--- GIVEN PROBLEM 1 ---
Copy from the article on Catalonia documentaries the part that opens with the words containing "Located in the" and closes with "Spain’s Secret Conflict (2009)".

--- TEXT SHOWN ---
## BEGIN
Picture of Tara Jessop
Tara Jessop
Updated: 9 June 2017

Located in the north-east of Spain, Catalonia is a region with a long history of tense relationships with the central authorities of Madrid. Today, the independence movement is alive as ever while many of the regions are still grappling with the effects of the recent economic crisis. Here are some of the most insightful documentaries into the current political state of Catalonia. 

Spain’s Secret Conflict (2009)

This English-language documentary, released in 2009, begins with a sequence shot during the independence referendum, which was organised in parts of Catalonia that year – and denounced as illegal by the government in Madrid. Even if the conflict is not so secret today, this documentary offers valuable insight into the mindset of the pro-independence movement as well as the historical background to the political crisis.

Ingobernables (2015)

In 1910, The Confederación Nacional de Trabajadores (CNT), founded in Barcelona as the first anarchist union and worker’s party in Spain, helped establish the status of anarchism in Spanish politics. Today, anarchist collectives continue to play an influential role in the political landscape of Catalonia, most visible during events such as the 15-M protests and the general strikes of which this documentary investigates.

Disidentes (2016)

When it first came out ‘Disidentes’ wasn’t broadcast anywhere on television in Catalonia. The reason: it looks at the uncomfortable situation of those living in Catalonia but goes against the independence and Catalan nationalist movements. For example, it shows a woman who campaigned so that her children could receive at least 25% of their classes in Castellano, not Catalan, and journalists and civil servants who have felt the pressure of being on the ‘wrong’ side of the debate.

L’Endemà (2014)

Meaning ‘The Next Day’ in Catalan, this documentary film was released in 2014 at a time when many Catalans were preparing to take part in an independence referendum to decide the fate of the region. Directed by Isona Passola, L’Endemà sets out to provide clear, balanced arguments of what is at stake in this debate. While the central government never acknowledged the referendum, the question remains as pertinent today as it was then.

Cataluña-Espanya  (2009)

Putting to one side the current political situation, Catalunya-Espanya focuses on the economic, philosophical and historical relations between Catalonia and the rest of Spain. In doing so, it inevitably sheds light on the context for the political arguments of those on both sides of the independence debate. The documentary, which features interviews with historians, sociologists, economists and other contemporary Spanish thinkers, offers critical insight into a complex geopolitical situation.

Cataluña. A region apart (1979)

Released by the BBC in 1979, Cataluña. A region apart is in many ways still as relevant today as it was back then. The documentary, forgotten for decades after its broadcast, gained renewed interest after it was digitised and made available online in the mid-2000s. Filmed just fours years after Franco’s death, the documentary looks back at the history of the Catalan people and the region’s troubled relationship with the rest of Spain.

Bye-Bye Barcelona (2014)

The city of Barcelona is home to around 1.6 million residents, yet this year, it is expected to receive over 30 million tourists. The Catalan capital’s popularity has given rise to tensions as locals complain of rising rent prices, the transformation of the city centre and the deterioration of the social fabric of some neighbourhoods. Bye-Bye Barcelona is an eye-opening documentary that explains the negative consequences of the booming tourist industry in Barcelona.
## END
--- PROVIDED RECORDS ---
## BEGIN
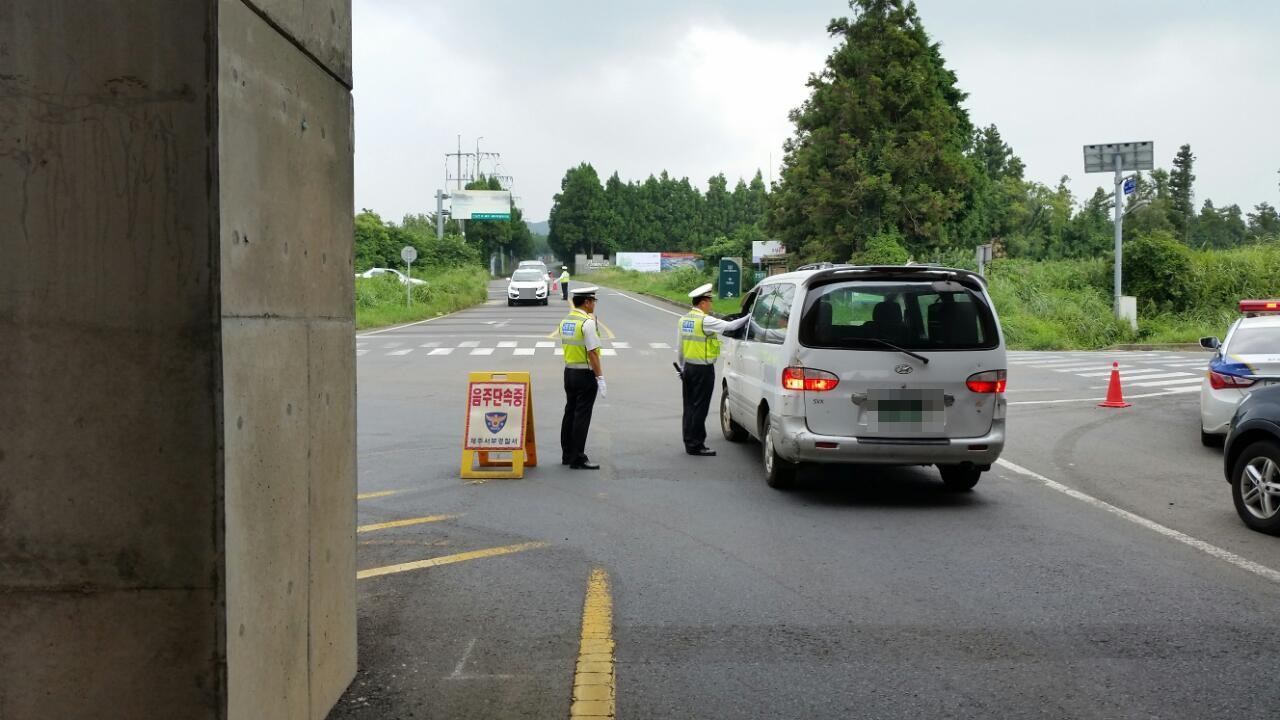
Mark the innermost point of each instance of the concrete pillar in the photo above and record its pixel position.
(177, 367)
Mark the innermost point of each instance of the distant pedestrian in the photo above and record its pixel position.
(584, 378)
(696, 350)
(563, 281)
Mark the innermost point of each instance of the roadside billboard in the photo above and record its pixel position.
(639, 261)
(480, 205)
(762, 247)
(672, 260)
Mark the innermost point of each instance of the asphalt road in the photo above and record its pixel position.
(1098, 572)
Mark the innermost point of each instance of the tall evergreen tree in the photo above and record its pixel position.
(880, 144)
(579, 214)
(1182, 212)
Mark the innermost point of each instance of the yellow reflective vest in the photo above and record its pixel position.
(696, 346)
(574, 341)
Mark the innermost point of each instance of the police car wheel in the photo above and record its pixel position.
(731, 431)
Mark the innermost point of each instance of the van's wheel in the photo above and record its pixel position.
(778, 473)
(732, 431)
(1256, 487)
(959, 477)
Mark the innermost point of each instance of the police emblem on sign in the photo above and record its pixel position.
(494, 422)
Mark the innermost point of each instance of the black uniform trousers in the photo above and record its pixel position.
(580, 390)
(698, 383)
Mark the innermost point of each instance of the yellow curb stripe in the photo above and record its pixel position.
(403, 523)
(448, 560)
(373, 495)
(594, 679)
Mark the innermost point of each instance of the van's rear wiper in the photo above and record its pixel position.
(903, 350)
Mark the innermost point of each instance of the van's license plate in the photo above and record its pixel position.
(906, 410)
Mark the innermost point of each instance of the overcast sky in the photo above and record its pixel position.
(704, 86)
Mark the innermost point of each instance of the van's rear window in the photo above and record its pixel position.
(913, 315)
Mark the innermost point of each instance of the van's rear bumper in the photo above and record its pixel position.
(795, 443)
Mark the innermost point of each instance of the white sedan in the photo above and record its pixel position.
(1249, 358)
(380, 272)
(526, 285)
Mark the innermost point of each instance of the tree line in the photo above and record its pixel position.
(886, 164)
(379, 242)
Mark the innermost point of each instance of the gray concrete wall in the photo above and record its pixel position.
(177, 428)
(288, 347)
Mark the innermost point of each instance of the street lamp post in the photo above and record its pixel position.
(1118, 158)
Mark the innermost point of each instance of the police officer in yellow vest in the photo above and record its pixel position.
(584, 378)
(695, 358)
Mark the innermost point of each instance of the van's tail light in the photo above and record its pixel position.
(988, 382)
(1221, 381)
(809, 379)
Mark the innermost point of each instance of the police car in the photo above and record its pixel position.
(1248, 359)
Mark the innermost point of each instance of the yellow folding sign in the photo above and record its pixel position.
(499, 420)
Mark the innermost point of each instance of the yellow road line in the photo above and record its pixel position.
(403, 523)
(371, 495)
(594, 691)
(448, 559)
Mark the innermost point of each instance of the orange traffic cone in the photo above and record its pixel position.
(1115, 399)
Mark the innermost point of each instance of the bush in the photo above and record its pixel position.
(1159, 270)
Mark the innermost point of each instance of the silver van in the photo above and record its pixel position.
(885, 365)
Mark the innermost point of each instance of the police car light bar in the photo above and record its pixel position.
(1255, 306)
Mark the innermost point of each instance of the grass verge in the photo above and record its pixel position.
(380, 301)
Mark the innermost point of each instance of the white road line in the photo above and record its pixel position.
(1159, 376)
(1212, 550)
(1171, 382)
(1124, 373)
(1176, 391)
(650, 305)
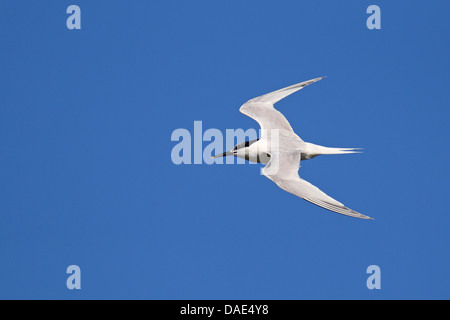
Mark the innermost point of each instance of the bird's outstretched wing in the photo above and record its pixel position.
(283, 170)
(261, 108)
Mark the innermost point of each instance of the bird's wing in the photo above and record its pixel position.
(283, 170)
(261, 108)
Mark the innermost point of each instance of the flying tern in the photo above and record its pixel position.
(282, 149)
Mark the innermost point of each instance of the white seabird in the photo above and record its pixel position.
(282, 150)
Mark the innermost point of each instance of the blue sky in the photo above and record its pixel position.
(87, 179)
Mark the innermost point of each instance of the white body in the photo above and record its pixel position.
(283, 150)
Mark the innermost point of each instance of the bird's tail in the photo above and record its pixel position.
(327, 150)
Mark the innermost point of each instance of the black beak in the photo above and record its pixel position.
(228, 153)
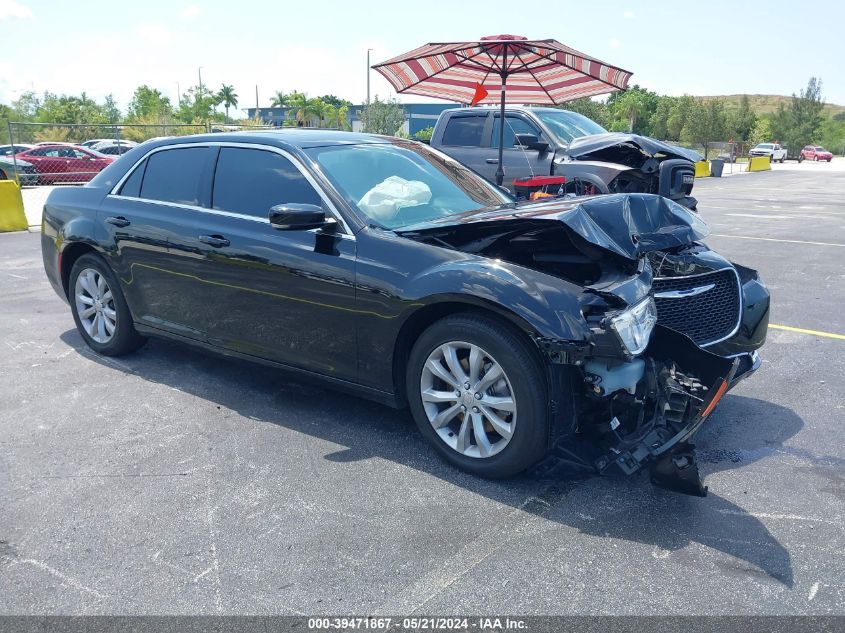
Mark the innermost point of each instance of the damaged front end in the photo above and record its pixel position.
(672, 326)
(644, 411)
(630, 163)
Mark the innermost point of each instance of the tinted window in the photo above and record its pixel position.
(464, 131)
(175, 175)
(251, 181)
(513, 126)
(132, 186)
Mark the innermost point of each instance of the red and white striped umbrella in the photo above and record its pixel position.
(535, 71)
(523, 70)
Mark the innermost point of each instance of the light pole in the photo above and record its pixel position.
(368, 75)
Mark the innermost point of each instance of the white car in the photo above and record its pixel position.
(774, 151)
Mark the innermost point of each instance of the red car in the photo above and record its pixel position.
(816, 152)
(65, 163)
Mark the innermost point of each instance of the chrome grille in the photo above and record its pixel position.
(704, 307)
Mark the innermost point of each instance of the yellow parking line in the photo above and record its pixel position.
(801, 330)
(771, 239)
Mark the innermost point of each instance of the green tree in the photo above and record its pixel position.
(761, 132)
(595, 110)
(147, 103)
(706, 124)
(741, 121)
(111, 111)
(798, 124)
(228, 97)
(382, 117)
(682, 110)
(303, 109)
(335, 101)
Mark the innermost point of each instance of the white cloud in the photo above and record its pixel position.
(190, 12)
(12, 9)
(154, 33)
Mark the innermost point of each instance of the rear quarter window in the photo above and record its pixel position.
(464, 131)
(176, 175)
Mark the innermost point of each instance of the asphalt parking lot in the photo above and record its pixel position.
(172, 482)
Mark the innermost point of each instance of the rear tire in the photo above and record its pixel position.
(99, 308)
(497, 378)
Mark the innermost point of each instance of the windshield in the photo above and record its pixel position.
(402, 183)
(568, 125)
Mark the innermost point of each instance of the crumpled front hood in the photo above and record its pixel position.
(629, 225)
(585, 145)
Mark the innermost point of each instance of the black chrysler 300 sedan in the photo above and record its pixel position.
(598, 330)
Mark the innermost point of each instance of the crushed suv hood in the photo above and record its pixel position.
(629, 225)
(585, 145)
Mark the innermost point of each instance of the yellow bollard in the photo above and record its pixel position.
(12, 217)
(759, 163)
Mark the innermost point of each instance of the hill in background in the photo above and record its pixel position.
(767, 104)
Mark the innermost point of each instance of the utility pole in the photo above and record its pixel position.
(368, 75)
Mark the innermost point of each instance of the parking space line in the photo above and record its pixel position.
(801, 330)
(772, 239)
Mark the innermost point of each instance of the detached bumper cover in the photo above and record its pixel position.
(681, 411)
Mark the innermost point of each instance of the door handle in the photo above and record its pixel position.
(118, 221)
(217, 241)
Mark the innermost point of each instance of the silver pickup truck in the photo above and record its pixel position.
(551, 141)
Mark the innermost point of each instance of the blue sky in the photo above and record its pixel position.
(320, 47)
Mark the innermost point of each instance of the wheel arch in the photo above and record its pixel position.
(422, 318)
(69, 256)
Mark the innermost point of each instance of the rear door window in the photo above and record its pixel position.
(464, 131)
(176, 175)
(132, 186)
(250, 181)
(513, 125)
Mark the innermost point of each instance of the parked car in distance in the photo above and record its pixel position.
(385, 268)
(114, 148)
(17, 148)
(96, 141)
(64, 164)
(774, 151)
(816, 153)
(555, 142)
(26, 172)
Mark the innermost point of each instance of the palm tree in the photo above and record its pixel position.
(228, 97)
(279, 100)
(302, 108)
(342, 117)
(326, 112)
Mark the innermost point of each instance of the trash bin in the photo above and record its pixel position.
(716, 167)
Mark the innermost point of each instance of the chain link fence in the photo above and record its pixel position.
(61, 153)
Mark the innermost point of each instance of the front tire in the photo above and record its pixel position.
(478, 394)
(99, 308)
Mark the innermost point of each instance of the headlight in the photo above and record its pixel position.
(634, 326)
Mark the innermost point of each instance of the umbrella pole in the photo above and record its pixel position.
(500, 172)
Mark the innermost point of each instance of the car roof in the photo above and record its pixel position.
(302, 138)
(508, 108)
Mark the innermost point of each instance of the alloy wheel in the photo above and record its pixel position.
(95, 305)
(468, 399)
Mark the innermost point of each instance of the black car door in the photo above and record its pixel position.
(286, 296)
(139, 219)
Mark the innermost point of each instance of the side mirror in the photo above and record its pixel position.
(531, 141)
(297, 217)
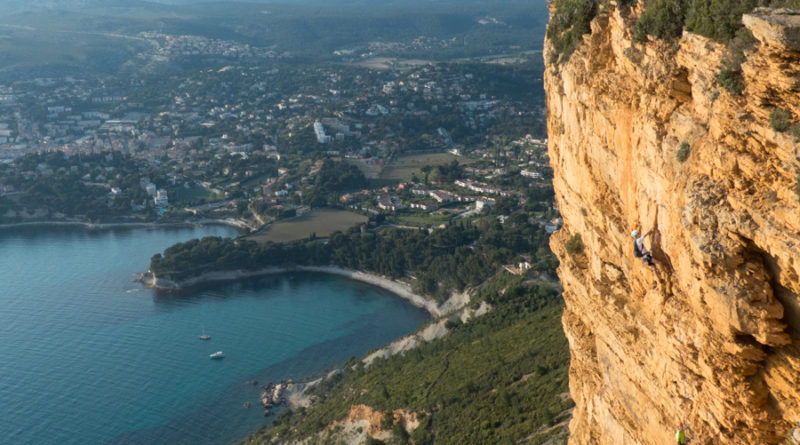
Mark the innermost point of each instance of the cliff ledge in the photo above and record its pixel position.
(711, 335)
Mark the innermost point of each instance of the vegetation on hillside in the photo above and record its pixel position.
(500, 378)
(720, 20)
(460, 255)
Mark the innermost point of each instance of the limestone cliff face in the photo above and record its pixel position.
(716, 342)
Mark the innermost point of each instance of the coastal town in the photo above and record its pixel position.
(246, 145)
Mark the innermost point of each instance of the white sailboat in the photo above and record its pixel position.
(217, 355)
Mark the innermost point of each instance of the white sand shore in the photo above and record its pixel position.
(124, 225)
(400, 289)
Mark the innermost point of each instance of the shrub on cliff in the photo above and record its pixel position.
(569, 23)
(780, 120)
(574, 245)
(797, 186)
(683, 152)
(662, 19)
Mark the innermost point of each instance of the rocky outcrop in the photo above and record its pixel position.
(711, 335)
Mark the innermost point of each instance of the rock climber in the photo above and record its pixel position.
(639, 251)
(680, 435)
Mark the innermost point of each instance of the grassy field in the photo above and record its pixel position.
(371, 171)
(184, 196)
(323, 222)
(403, 167)
(423, 219)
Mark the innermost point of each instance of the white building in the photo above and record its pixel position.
(319, 130)
(161, 200)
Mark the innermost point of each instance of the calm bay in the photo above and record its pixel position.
(88, 356)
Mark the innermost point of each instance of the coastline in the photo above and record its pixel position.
(402, 290)
(127, 225)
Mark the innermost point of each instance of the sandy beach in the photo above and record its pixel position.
(400, 289)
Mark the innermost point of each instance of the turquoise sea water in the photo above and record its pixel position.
(89, 356)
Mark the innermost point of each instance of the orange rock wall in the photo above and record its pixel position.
(716, 343)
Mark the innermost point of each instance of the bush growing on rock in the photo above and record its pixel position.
(797, 186)
(683, 152)
(780, 120)
(568, 25)
(575, 245)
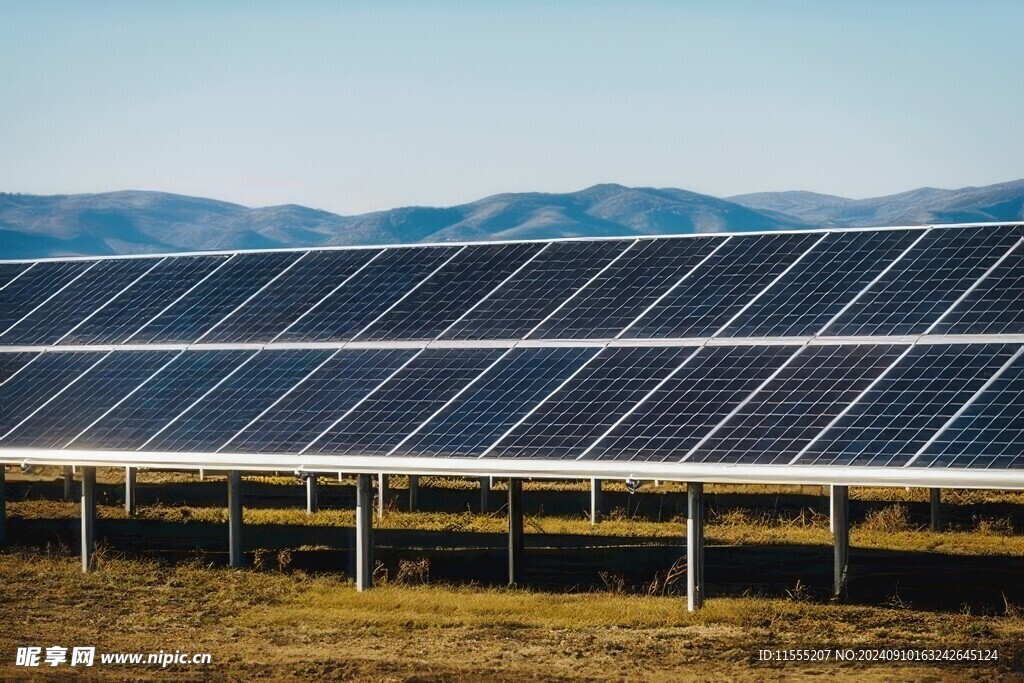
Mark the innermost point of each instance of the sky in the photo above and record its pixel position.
(360, 107)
## END
--- GIVEN PROBLEM 2 ---
In the records, switch "calm bay" to "quiet bay" in the part that opens with the line containing "Mark the innermost point of each instance of the rock climber" and runs through the end of the records, and give that part again with all else unchanged. Omit the pictures.

--- TASK RESPONSE 1 ---
Located in the north-east of Spain, Catalonia is a region with a long history of tense relationships with the central authorities of Madrid. Today, the independence movement is alive as ever while many of the regions are still grappling with the effects of the recent economic crisis. Here are some of the most insightful documentaries into the current political state of Catalonia. 

Spain’s Secret Conflict (2009)

--- TASK RESPONSE 2 ---
Mark the innermost point of each instance of the rock climber in the photo above and record its pixel position.
(639, 251)
(680, 435)
Mark the innermost point of each instance of the grassy field in the photo above and record its pixel position.
(371, 171)
(184, 196)
(323, 222)
(403, 167)
(423, 219)
Mark the innermost point of each instance of the white building in the photo above and record its pixel position.
(319, 130)
(161, 200)
Mark the innermost point of each instance of the quiet bay in the photo above and record its pixel position.
(88, 356)
Mark the innermost point of each instance of the coastline in the photo above and record its pixel position.
(402, 290)
(127, 225)
Mark the innermost point of each instance of the sandy beach in the photo above and record its pixel position.
(400, 289)
Mark the innermost point of each instance of the turquoise sea water in the photo above and record its pixel position.
(89, 356)
Mark the innermost point of each instance of the orange rock wall in the photo above and record its pixel position.
(716, 343)
Mark the innermost point of each instance of the bush growing on rock in the photo above and record its pixel position.
(797, 186)
(683, 152)
(780, 120)
(568, 25)
(575, 245)
Mark the innermost point of each instance of the sky in the photo above and record its pixel position.
(360, 107)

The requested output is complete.